## TRECHO FORNECIDO
A condenação da comunidade internacional ao governo de Vladimir Putin pode levar ao estreitamento dos laços entre os componentes do grupo ou levar a aliança, que não esteve muito ativa recentemente, ao esfacelamento?
Ricardo Bruno Boff, professor do curso de Relações Internacionais da Universidade do Vale do Itajaí (Univali), citou que antes da invasão da Rússia à Ucrânia, os Brics, criados com o objetivo de construir alternativas de cooperação ao sistema ocidental de regras e instituições estabelecido depois da Segunda Guerra Mundial, já vinham perdendo fôlego, devido ao alinhamento do Brasil ao governo Trump nos dois primeiros anos da gestão de Jair Bolsonaro e a problemas econômicos da África do Sul.
“Agora, nesse momento, do jeito que as coisas estão, é claro que os Brics deixam de ser prioridade, inclusive para a Rússia. A instituição em si fica adiada, até mesmo encontros, certamente o Putin tem outras coisas na cabeça no momento”, explicou Boff, em entrevista à Gazeta do Povo.
Os companheiros da Rússia nos Brics têm evitado uma condenação enfática da invasão da Ucrânia. No dia seguinte ao início da guerra, Índia e China se abstiveram numa votação no Conselho de Segurança das Nações Unidas que condenou a operação (a resolução foi derrubada com o veto russo) – a África do Sul não faz parte do conselho, e o Brasil votou contra os russos.
Posição que manteve dias depois numa votação na Assembleia-Geral da ONU, quando sul-africanos, indianos e chineses se abstiveram.
Entretanto, apesar dessas condenações, Bolsonaro não impôs sanções à Rússia e tem defendido uma posição pragmática, devido aos interesses do Brasil no comércio exterior com Moscou, como a importação de fertilizantes.
A China, considerada a grande parceira geopolítica de Putin, criticou as sanções impostas pelo Ocidente e tem se oferecido para mediar uma solução para o conflito, mas nesta semana a imprensa americana noticiou que o país planeja ajudar financeiramente e com armas a ação russa na Ucrânia – o que o Kremlin e Pequim negaram.
Relações desde a União Soviética
O presidente da África do Sul, Cyril Ramaphosa, disse que foi convidado a intermediar negociações. Seu partido, o Congresso Nacional Africano, é simpático a Moscou, pelo apoio da União Soviética à legenda durante o apartheid.
“A Rússia é nossa amiga por completo”, declarou recentemente Lindiwe Zulu, ministra do Desenvolvimento Social da África do Sul, que, segundo o New York Times, estudou em Moscou na época do apartheid. “Não vamos criticar essa relação que sempre tivemos.”

## TAREFA PROPOSTA A
No trecho sobre os Brics, que produto importado de Moscou aparece como exemplo dos interesses do Brasil no comércio exterior com a Rússia?
## TAREFA PROPOSTA B
Copie do trecho sobre os Brics, sem nenhuma alteração, a passagem que começa em "Ricardo Bruno Boff, professor" e termina em "África do Sul.".
Baseie-se somente no trecho para responder.

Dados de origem
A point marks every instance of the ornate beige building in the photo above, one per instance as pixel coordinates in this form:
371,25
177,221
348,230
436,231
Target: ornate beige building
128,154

## RESPOSTA COMPLETA A
Fertilizantes.

## RESPOSTA COMPLETA B
Ricardo Bruno Boff, professor do curso de Relações Internacionais da Universidade do Vale do Itajaí (Univali), citou que antes da invasão da Rússia à Ucrânia, os Brics, criados com o objetivo de construir alternativas de cooperação ao sistema ocidental de regras e instituições estabelecido depois da Segunda Guerra Mundial, já vinham perdendo fôlego, devido ao alinhamento do Brasil ao governo Trump nos dois primeiros anos da gestão de Jair Bolsonaro e a problemas econômicos da África do Sul.